━━ Source document
Meeting SummaryThe Department of Human Settlements (DHS) and Servcon Housing Solutions briefed the Committee on the plans to wind down Servcon, which had essentially completed its mandate of normalising or right-sizing properties, from 1994 to 2009, and to present the financial statements for 2009/10. In line with the original mandate given to Servcon, any outstanding matters would be handled to finalisation by the sole shareholder, the Department of Human Settlements. Over the last fourteen years, Servcon had managed more than 300 000 “normalisations”, and had ceased to operate in the sense that it had no income after 2009, although the work towards final completion and de-listing and de-registering had continued. 300 title deeds remained still to be handed over to the rightful beneficiaries, and conveyancers were currently busy with that process. Once all the liabilities of the entity had been settled, the guidelines contained in the Public Finance Management Act (PFMA) would be followed to de-list Servcon as an entity.
Servcon had received unqualified audits from inception up to 2009, but the 2009/10 audit certificate was qualified in two respects. Firstly the auditors had reported that South African Revenue Services (SARS) had declared that Servcon was not tax-exempt, because the form of the entity, rather than the work it undertook, was considered when making the determination. Secondly, the auditors were obliged to raise Servcon’s status as a going concern, in light of the loss that it reported of over R1 million, directly linked to the lack of revenue and the steps to wind it up and de-list it.
Members questioned why the Department of Human Settlements had taken so long to compile this report, asked what exactly led to the decision to wind up Servcon, whether communities were adequately informed of the decision, and what would happen to properties still held by banks. They also questioned exactly what the assets comprised, and why a loss had been recorded. Members also asked why only six provinces had been mentioned in the report and called for specifics of where the land parcels were located.
Department of Human Settlements briefing on background to Servcon financial statements
Mr Neville Chainee, Chief Operations Officer, Department of Human Settlements, noted that Servcon was previously an entity of the Department of Human Settlements (DHS), but a decision had been taken some time ago to close it down, since the work that it did was essentially completed. The final financial statements had been prepared and could be presented.
Presentation by Servcon: Status and financial statements 2009/10
Mr Michael Rakgogo, Chief Executive Officer, Servcon, noted that this entity was originally established to assist provinces with issues relating to housing and the normalisation of properties, which would include assisting with repair of decaying structures, and ensuring that title deeds went to the rightful beneficiaries. Across all the provinces, there were now only 61 properties that still needed to be normalised, whilst more than 300 000 “normalisations” had been carried out by Servcon over the last fourteen years. Since Servcon had essentially completed its mandate, a decision was taken by the Department of Human Settlements that it should cease its operations and be formally wound up.
━━━━
━━ Given data
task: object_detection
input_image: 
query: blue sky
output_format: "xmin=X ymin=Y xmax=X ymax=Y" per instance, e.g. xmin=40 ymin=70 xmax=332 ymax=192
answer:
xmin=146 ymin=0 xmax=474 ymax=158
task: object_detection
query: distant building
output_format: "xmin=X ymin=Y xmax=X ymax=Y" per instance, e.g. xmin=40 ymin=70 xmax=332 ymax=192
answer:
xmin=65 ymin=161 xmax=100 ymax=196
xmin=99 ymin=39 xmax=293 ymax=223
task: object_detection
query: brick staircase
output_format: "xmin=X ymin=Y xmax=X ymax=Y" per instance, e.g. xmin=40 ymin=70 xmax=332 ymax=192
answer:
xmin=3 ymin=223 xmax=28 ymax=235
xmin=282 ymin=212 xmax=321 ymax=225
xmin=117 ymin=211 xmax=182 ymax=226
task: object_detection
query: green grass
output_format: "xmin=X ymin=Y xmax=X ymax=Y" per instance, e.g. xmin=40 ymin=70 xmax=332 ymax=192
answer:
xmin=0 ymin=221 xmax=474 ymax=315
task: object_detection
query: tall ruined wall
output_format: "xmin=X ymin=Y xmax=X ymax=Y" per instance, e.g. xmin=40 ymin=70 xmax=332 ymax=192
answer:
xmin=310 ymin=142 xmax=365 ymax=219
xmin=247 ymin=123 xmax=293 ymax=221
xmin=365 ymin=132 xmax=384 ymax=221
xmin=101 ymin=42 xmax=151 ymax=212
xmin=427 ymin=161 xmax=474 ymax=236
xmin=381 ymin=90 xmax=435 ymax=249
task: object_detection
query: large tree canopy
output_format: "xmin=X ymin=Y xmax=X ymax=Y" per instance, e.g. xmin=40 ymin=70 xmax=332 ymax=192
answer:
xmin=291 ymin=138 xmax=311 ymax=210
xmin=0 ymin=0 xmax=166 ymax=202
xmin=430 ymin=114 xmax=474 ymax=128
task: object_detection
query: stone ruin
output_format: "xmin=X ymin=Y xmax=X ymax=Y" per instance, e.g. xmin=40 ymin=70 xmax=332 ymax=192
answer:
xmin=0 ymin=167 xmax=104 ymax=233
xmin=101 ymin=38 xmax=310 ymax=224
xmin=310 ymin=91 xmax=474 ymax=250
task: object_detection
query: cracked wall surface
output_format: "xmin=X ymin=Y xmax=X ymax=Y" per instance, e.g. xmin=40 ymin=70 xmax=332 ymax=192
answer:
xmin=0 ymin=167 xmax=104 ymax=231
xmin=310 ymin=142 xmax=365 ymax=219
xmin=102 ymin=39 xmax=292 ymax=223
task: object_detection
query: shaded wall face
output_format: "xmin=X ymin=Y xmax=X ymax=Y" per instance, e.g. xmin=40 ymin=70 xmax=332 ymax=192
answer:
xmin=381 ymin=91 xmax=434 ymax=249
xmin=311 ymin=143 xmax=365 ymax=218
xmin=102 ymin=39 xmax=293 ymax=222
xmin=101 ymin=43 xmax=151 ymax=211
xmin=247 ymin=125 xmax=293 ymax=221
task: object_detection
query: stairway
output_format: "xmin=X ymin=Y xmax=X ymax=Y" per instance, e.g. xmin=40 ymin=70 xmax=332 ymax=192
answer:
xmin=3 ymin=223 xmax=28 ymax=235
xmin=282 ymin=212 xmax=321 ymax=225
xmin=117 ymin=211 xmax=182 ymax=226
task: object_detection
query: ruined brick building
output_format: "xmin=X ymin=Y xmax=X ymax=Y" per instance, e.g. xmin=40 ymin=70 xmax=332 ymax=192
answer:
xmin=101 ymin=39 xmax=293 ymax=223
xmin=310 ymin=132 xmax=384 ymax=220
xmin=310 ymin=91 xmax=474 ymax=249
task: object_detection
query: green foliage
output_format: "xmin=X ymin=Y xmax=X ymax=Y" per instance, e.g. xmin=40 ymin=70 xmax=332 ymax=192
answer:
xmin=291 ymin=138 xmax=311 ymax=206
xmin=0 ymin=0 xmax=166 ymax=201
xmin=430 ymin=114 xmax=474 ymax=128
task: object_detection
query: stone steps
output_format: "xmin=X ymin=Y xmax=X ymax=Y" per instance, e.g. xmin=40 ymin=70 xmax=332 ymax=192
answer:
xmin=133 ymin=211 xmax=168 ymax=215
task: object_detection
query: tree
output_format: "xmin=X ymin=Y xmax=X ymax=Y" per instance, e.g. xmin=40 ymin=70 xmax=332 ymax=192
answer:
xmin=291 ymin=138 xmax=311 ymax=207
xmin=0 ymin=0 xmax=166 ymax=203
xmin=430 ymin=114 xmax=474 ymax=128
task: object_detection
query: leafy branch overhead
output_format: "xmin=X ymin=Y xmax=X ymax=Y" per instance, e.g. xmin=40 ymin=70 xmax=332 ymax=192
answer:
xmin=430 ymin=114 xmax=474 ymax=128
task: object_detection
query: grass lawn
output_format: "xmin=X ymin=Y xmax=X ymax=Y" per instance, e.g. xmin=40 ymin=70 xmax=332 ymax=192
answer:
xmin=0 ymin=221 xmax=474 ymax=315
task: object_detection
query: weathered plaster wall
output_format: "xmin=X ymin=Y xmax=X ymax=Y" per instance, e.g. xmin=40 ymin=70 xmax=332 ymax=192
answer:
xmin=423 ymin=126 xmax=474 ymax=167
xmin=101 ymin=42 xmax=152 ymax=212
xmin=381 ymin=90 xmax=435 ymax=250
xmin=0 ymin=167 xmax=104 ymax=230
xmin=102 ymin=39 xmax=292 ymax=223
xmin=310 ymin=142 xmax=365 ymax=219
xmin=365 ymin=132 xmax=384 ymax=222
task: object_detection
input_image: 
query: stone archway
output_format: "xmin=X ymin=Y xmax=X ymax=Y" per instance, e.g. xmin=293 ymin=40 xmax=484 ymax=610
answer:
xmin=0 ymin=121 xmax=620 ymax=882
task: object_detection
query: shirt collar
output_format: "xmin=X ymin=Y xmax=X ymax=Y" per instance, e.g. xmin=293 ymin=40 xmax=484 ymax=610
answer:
━━━━
▶ _Task list_:
(1) In the Servcon meeting summary, rewrite the passage starting with "Department of Human Settlements briefing" and going on through "could be presented.", substituting "wind it up" for "close it down".
(2) According to the Servcon meeting summary, how many properties across all the provinces still needed to be normalised?

▶ _Outputs for the tasks_:
(1)
Department of Human Settlements briefing on background to Servcon financial statements
Mr Neville Chainee, Chief Operations Officer, Department of Human Settlements, noted that Servcon was previously an entity of the Department of Human Settlements (DHS), but a decision had been taken some time ago to wind it up, since the work that it did was essentially completed. The final financial statements had been prepared and could be presented.

(2) 61 properties.